*PASSAGE GIVEN*
Vouched contributor, Ashley Ford, made this journey with me (and big thxxxxx to her for these pictures and videos). First big adventure was hiking in Cuyahoga Valley National Park. Above Ashley and Sturm dance on a wobbly rock. These guys like to wander around, like to wonder about their surroundings. Sturm full of stories about finding horse teeth in a river, about the history of the land. Krutel the constant kind guy, the warning signal of slippery rocks, the teller of the whats-up.

If you’re paying any attention, you’ll be astounded by these two dudes’ sense of self, how they absorb and exist, experience and share.
STURM SPEAKS
1. How long have you lived in Akron?
I’ve been in and around Akron most of life with short stints in Michigan and Oregon that always made me appreciate Ohio more. I’m actually about to move out of Ohio for a PhD program in Florida, so I’m finding myself looking back on my time here, getting nostalgic and way too fluffy, but really realizing how amazing it’s been. I was in Massachusetts a couple weeks ago and Christopher Deweese and I were talking about my upcoming move and he said something like, “How do you feel about leaving? Akron is your jam, right?” I said something about how it’ll be okay because the trees in Tallahassee are rad. But he’s right, Akron will always be my jam.
2. What are your favorite pieces of Akron?
52 Corson front porch. Kendall Hills secret creek valley in Cuyahoga Valley National Park. Abandoned downtown roof spot. Skating down Mill Street. The Aqueduct garden.
3. What keeps you in Akron?
For the last seven years school has kept me in Akron, my undergrad in History and my just-finished MFA. But it wasn’t really that simple. I left Akron post-undergrad not really planning to come back soon. Went to Oregon. Got my certificate to teach English as a second language. Planned to go overseas to use that certificate. But then this girl happened. The best girl. So I came back for her, jumped into the MFA on a whim, and here I am. No more girl, but that’s how things happen. Realistically, there are only so many dance parties you can have in one city before moving on. It’s been a really good seven year dance party…
4. How has Akron influenced your writing?
I spent my undergrad reading Ginsberg, Whitman, and Blake and seeing Akron through their prophetic voices as a place that kind of embodied the line between the human and nonhuman, natural and artificial, hope and decay, pastoral and urban. So a lot of my terrible early poems were these ecstatic, pseudo-transcendental attempts to show how awesome it was to be alive while wandering through a continual mixture of sunlight and desolation a la James Wright if James Wright had spent a weekend camping with Kenneth Koch while they wrote all the songs for Q: Are We Not Men? A: We Are Devo! I still feel the current poems connected to all that in ways, but I don’t think anyone would say my work is connected to Akron or any place really, though I know my environment does influence the poems. I wouldn’t have started writing the poems from my first chap, WHAT A TREMENDOUS TIME WE’RE HAVING!, if it hadn’t been May and spring was just starting to set in and everything was turning over golden again. So Akron is there somehow. I guess you could say there’s an Akron glow over it, but you wouldn’t know unless you knew me in this place. I think a lot of people’s poems are like that.
5. If you could live in any city, what would it be and why?
Give me every city. I’m too curious to decide.

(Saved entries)
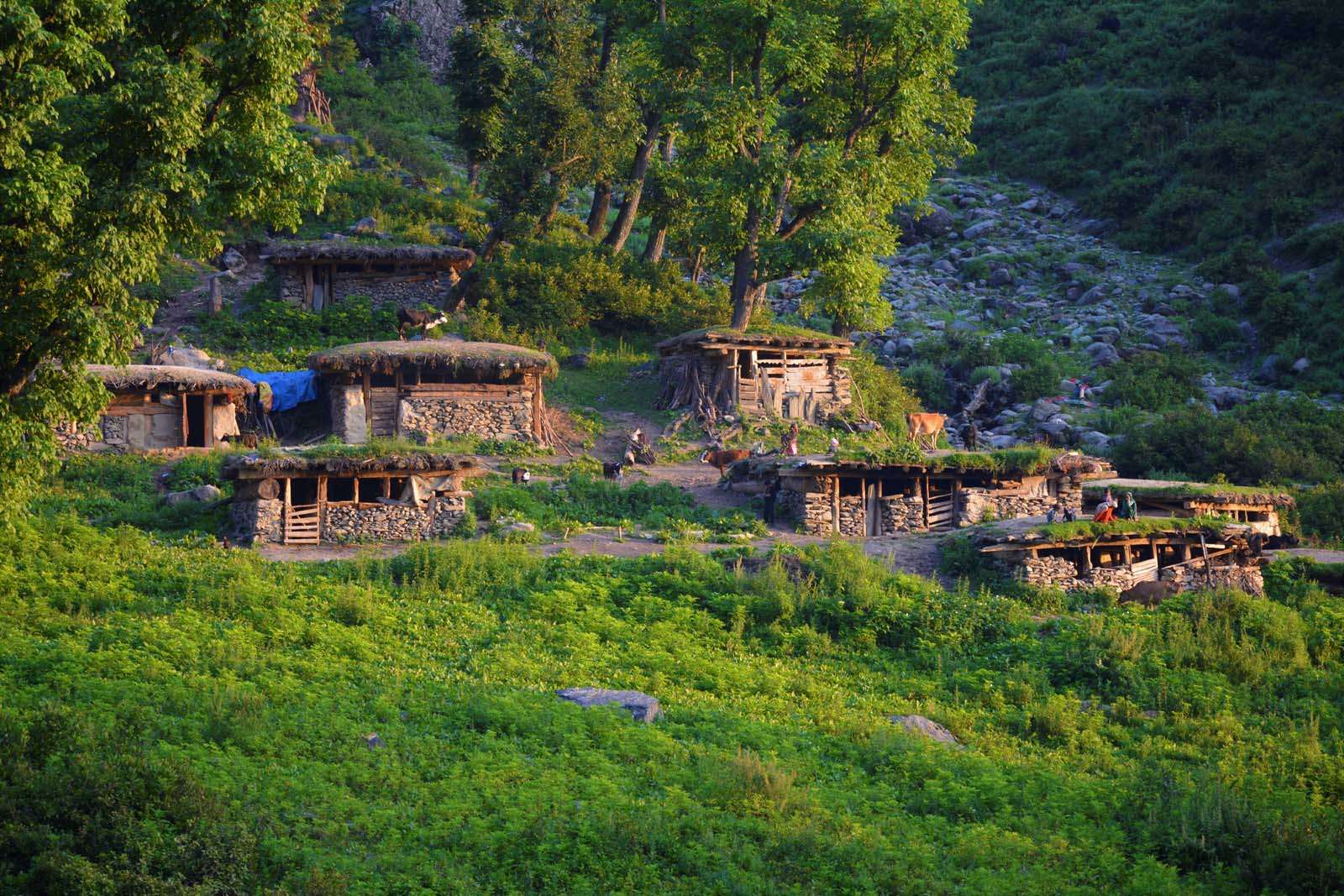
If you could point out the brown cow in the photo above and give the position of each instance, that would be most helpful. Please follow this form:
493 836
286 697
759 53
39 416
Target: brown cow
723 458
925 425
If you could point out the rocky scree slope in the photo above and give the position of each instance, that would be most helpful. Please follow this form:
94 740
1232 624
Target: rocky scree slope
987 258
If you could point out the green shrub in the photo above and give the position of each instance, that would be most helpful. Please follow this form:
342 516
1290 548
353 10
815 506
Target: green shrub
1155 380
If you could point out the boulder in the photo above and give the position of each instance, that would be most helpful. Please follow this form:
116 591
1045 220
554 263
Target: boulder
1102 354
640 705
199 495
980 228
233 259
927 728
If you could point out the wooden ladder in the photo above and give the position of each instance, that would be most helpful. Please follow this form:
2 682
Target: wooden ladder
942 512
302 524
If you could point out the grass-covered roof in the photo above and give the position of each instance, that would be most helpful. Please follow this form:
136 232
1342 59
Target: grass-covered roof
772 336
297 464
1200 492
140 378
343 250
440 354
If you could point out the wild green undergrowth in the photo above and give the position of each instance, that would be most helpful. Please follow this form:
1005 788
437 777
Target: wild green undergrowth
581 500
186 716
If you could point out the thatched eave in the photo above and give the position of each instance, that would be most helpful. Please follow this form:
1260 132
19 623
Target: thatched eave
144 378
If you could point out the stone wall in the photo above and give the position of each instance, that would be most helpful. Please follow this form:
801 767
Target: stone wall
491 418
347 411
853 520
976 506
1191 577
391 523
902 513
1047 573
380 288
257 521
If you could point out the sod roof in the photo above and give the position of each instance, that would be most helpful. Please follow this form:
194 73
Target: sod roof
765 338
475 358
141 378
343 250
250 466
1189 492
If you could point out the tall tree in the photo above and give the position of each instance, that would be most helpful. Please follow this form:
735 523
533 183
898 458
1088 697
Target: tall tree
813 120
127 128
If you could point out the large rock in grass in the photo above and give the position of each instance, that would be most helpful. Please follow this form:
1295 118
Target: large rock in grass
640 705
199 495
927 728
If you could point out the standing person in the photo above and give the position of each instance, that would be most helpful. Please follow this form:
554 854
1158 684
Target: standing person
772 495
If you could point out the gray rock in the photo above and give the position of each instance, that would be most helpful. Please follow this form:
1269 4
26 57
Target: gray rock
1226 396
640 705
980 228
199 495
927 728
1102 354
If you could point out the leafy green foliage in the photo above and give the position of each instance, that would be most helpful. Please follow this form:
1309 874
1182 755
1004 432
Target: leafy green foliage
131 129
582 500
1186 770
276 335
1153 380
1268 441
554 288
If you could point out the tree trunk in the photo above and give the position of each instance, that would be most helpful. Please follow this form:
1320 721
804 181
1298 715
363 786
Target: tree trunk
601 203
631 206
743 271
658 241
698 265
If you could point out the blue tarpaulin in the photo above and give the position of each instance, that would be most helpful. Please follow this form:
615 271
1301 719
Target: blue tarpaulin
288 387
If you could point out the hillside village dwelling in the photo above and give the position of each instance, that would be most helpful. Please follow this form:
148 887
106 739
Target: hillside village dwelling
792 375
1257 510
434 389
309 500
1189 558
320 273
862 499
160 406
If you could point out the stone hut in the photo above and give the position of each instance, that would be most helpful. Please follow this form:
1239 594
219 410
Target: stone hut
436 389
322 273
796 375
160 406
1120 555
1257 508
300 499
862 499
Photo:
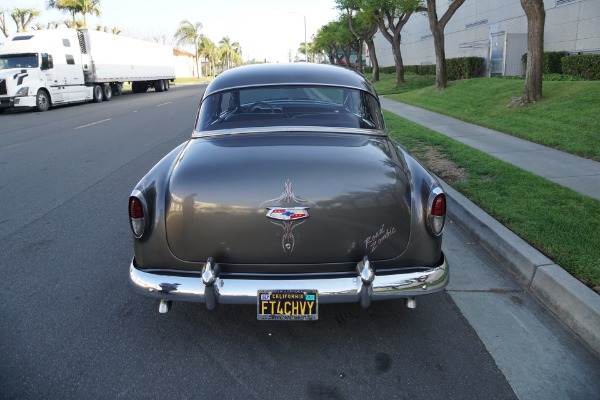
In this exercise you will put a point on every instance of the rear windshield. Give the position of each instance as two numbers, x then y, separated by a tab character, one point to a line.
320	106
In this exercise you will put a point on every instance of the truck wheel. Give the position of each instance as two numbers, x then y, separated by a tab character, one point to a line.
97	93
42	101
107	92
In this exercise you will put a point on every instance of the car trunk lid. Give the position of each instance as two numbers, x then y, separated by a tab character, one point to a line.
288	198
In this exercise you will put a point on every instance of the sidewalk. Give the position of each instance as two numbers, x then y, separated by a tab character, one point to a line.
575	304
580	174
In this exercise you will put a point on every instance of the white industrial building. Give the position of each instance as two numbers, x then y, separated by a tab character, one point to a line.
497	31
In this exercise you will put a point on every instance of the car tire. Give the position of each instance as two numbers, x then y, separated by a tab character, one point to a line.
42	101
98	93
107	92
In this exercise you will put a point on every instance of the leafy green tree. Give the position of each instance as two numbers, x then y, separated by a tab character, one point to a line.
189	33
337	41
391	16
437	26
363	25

*EXERCISES TO COMPLETE*
1. Copy the part of the Akron interview that opens with the words containing "52 Corson front" and closes with "The Aqueduct garden.", renaming "Mill Street" to "Market Street".
2. According to the Akron interview, what certificate did Sturm earn while in Oregon?
3. Continue the Akron interview from the point where it stops.
The rows play no part in the work here.

*OUTPUTS FOR THE TASKS*
1.
52 Corson front porch. Kendall Hills secret creek valley in Cuyahoga Valley National Park. Abandoned downtown roof spot. Skating down Market Street. The Aqueduct garden.

2. A certificate to teach English as a second language.

3.
6. How’s the literary scene in Akron?
I think the literacy scene in Akron has, over the last few years, really started to become something, or at least it’s become possible that a poet in Northampton, Massachusetts knows what Akron, Ohio is. Is that even significant? I don’t know. A couple years ago when I was starting to become aware of the wider contemporary poetry scene I felt like Akron wasn’t really on the map. But not for any reason, you know. Somebody just needed to stand up and start saying, “Hey, have you been to Akron? What do you know about poetry in Akron? Pretty dope, huh?” Hart Crane wrote a poem that is dear to my heart’s heart called “Porphyro in Akron” where he talks about rubber workers on Main Street and our “smoke-ridden hills” and the etymology of Akron, which comes from the Greek acros, “high place” (Akron is in Summit County) and really shows how much of a working class town Akron was in the early 1920s, which is right when my family moved to Akron from West Virginia to work in the rubber factories, and then at the end of the poem says: “The stars are drowned in a slow rain, / And a hash of noises is slung up from the street. / You ought, really, to try to sleep, / Even though, in this town, poetry’s a / Bedroom occupation.” Throughout the poem Crane is both celebrating and lamenting the working class and industrial landscape he sees – these people are alive and joyful but they’re also doomed to the inhuman forces of a newly forming modern America – and I’ve always loved how Crane modulates between despair and a tired joy, like when they overpay the Sunday fiddlers “because we felt like it,” but I can’t deal with how he ultimately gives in at the end of the poem when “poetry’s a / Bedroom occupation.” I put my shoulder to the wheel with THE BIG BIG MESS READING SERIES trying to get amazing writers into Akron to read and to get people out of their bedrooms to see what new poetry is all about and I’m so happy that the BBM is now continuing under the control of Alexis Pope and Mike Krutel. Other reasons Akron isn’t a town where poetry is a bedroom occupation: Barn Owl Review, edited by Mary Biddinger (for real, if you ever want to know why Akron is awesome, ask Mary), and the NEOMFA: Northeast Ohio Master of Fine Arts. Become psyched.
7. Describe Akron in three words.
Pretty rad, regardless.
8. What are you most stoked to show me in Akron?
HOW WE’RE NEVER ACTUALLY APART.

Oh hey, Akron has some killer food, I’m telling you, like this awesome grilled cheese (with grilled apples! C’MON) and goldfish crackers from Lockview (rad Great Lakes beer not shown), like MR ZUBS where you can get a Mac and Cheese sandwich and tator tots!

How does one bring up Joshua Kleinberg? After the entire state of Florida had had enough, Kleinberg has been bouncing around Ohio and recently got stuck in Akron. He’s a cool poet too and a nice guy, putting together a reading for myself, himself, Sturm, Krutel, and Akron writer Alexis Pope (along with sets by local metal bands Rhomer and Gasmask).

Hey look, it’s Sturm ollieing over Ashley, getting psyched for his reading.

Basically, Akron felt like a big Fourth of July party, and that’s a good thing. I ended up getting a tattoo, my first!, at the Sturm/Krutel/Kleinberg-vouched Good Life shop in Akron. You can see a little more chatter about that here.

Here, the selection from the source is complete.